#### Task inputs
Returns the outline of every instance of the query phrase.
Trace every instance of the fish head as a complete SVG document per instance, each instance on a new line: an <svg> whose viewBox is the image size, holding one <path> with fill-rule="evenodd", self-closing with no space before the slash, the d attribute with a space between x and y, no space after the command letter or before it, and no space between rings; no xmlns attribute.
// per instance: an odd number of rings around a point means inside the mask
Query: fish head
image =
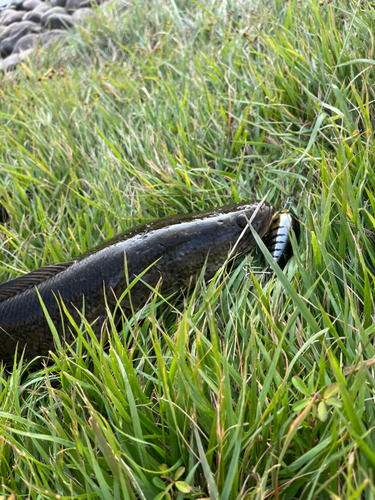
<svg viewBox="0 0 375 500"><path fill-rule="evenodd" d="M247 253L256 246L249 224L262 238L269 230L276 207L266 202L248 202L227 205L218 209L230 240L231 249L236 255Z"/></svg>

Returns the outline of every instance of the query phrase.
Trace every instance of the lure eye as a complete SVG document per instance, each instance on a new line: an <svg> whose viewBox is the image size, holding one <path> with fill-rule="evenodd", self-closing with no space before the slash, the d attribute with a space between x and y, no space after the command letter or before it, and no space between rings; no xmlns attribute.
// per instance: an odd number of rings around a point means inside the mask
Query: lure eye
<svg viewBox="0 0 375 500"><path fill-rule="evenodd" d="M237 220L236 220L237 224L244 228L247 226L247 217L245 214L240 214L237 216Z"/></svg>

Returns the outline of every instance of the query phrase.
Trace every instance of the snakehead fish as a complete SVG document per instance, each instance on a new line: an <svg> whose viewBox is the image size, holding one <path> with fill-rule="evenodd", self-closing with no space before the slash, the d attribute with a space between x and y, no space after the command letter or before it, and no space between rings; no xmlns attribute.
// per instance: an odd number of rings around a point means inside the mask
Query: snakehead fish
<svg viewBox="0 0 375 500"><path fill-rule="evenodd" d="M36 289L61 338L70 343L62 300L73 319L80 323L78 311L93 324L100 336L110 310L131 282L152 266L131 289L131 303L139 310L150 296L150 287L161 280L161 291L167 296L179 292L191 278L200 274L206 263L205 279L210 279L225 263L229 253L245 254L255 245L247 226L263 237L275 213L273 205L242 203L209 212L176 215L157 219L125 231L104 244L81 254L70 262L42 267L0 285L0 362L12 364L25 350L26 360L47 356L54 341ZM243 234L242 234L243 233ZM240 238L242 234L242 237ZM106 300L105 300L106 299ZM128 296L121 302L125 314L131 313Z"/></svg>

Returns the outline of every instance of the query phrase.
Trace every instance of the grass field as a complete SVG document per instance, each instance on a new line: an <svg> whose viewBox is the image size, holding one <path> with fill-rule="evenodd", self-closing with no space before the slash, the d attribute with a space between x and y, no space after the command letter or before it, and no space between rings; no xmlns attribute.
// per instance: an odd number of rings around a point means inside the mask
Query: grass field
<svg viewBox="0 0 375 500"><path fill-rule="evenodd" d="M119 5L1 76L0 282L240 199L301 238L0 369L0 498L375 499L374 2Z"/></svg>

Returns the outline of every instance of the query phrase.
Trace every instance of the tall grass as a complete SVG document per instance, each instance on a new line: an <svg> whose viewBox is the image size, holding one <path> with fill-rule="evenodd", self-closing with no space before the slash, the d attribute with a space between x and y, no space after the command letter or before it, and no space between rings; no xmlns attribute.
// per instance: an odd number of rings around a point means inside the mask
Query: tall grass
<svg viewBox="0 0 375 500"><path fill-rule="evenodd" d="M109 348L72 324L3 370L5 497L375 498L374 28L369 1L135 0L2 77L0 281L240 199L301 221L284 272L260 241Z"/></svg>

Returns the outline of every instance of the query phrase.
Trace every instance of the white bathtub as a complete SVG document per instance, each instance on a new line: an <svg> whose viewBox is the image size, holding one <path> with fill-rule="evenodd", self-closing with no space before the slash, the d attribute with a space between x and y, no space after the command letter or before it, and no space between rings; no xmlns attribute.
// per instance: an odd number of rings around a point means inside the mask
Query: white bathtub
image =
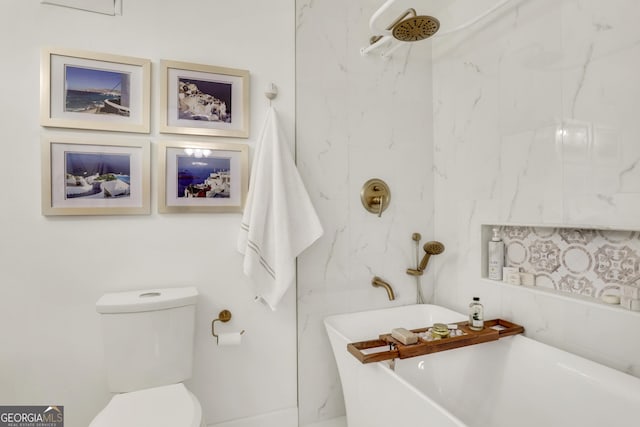
<svg viewBox="0 0 640 427"><path fill-rule="evenodd" d="M395 370L347 351L396 327L461 320L427 304L326 318L349 427L640 425L640 379L522 335L396 360Z"/></svg>

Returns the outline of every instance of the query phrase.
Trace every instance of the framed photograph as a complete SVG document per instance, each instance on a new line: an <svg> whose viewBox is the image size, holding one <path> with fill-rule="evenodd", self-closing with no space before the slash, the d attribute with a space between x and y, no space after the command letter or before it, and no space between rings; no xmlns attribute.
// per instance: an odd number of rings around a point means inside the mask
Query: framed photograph
<svg viewBox="0 0 640 427"><path fill-rule="evenodd" d="M249 189L246 144L158 144L158 212L242 212Z"/></svg>
<svg viewBox="0 0 640 427"><path fill-rule="evenodd" d="M40 79L42 126L149 133L148 59L45 49Z"/></svg>
<svg viewBox="0 0 640 427"><path fill-rule="evenodd" d="M249 72L161 61L160 132L249 136Z"/></svg>
<svg viewBox="0 0 640 427"><path fill-rule="evenodd" d="M43 215L145 215L149 142L42 141Z"/></svg>

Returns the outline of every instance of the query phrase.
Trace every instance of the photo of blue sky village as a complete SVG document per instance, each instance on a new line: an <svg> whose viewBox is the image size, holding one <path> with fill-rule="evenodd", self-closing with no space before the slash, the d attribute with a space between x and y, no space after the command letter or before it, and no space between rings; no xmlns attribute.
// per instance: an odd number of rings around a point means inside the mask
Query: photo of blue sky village
<svg viewBox="0 0 640 427"><path fill-rule="evenodd" d="M178 77L178 118L231 123L233 85Z"/></svg>
<svg viewBox="0 0 640 427"><path fill-rule="evenodd" d="M228 198L231 196L231 159L177 156L176 197Z"/></svg>

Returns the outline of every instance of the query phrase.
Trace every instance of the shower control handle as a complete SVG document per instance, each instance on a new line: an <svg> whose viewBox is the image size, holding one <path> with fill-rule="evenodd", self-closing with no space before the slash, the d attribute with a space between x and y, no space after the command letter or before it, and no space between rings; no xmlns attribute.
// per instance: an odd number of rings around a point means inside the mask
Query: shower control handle
<svg viewBox="0 0 640 427"><path fill-rule="evenodd" d="M391 190L389 186L379 178L372 178L364 183L362 190L360 191L360 200L364 208L378 215L382 216L389 206L391 200Z"/></svg>

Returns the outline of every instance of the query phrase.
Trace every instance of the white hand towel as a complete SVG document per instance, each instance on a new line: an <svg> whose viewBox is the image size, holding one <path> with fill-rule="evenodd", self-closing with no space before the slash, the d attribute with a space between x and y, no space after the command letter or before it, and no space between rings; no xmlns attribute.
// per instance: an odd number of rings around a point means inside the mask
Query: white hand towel
<svg viewBox="0 0 640 427"><path fill-rule="evenodd" d="M267 113L251 168L238 251L257 298L272 310L295 281L295 261L323 230L274 108Z"/></svg>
########
Task brief -> Through the line containing "Trace every instance of the lure" and no further, restate the data above word for word from its first line, leaving out pictures.

Task response ->
Returns the outline of every instance of the query phrase.
Trace every instance of the fish head as a complete SVG document per instance, each instance on a new line: an <svg> whose viewBox is the image size, holding one <path> with fill-rule="evenodd", self-closing with no space before the slash, the d attribute with a space between x and y, no space after the command letter or before it, and no space between rings; no xmlns attribute.
// per instance: an odd number of rings around a point means inside the mask
Query: fish head
image =
<svg viewBox="0 0 375 500"><path fill-rule="evenodd" d="M247 253L256 246L249 224L262 238L269 230L276 207L266 202L248 202L227 205L218 209L230 240L231 249L236 255Z"/></svg>

Returns the outline of every instance of the query phrase.
Trace every instance of the lure eye as a complete SVG document per instance, each instance on a new line: an <svg> whose viewBox is the image size, holding one <path> with fill-rule="evenodd", self-closing with no space before the slash, the d attribute with a space between x and y, no space after the command letter or before it, and no space between rings; no xmlns attribute.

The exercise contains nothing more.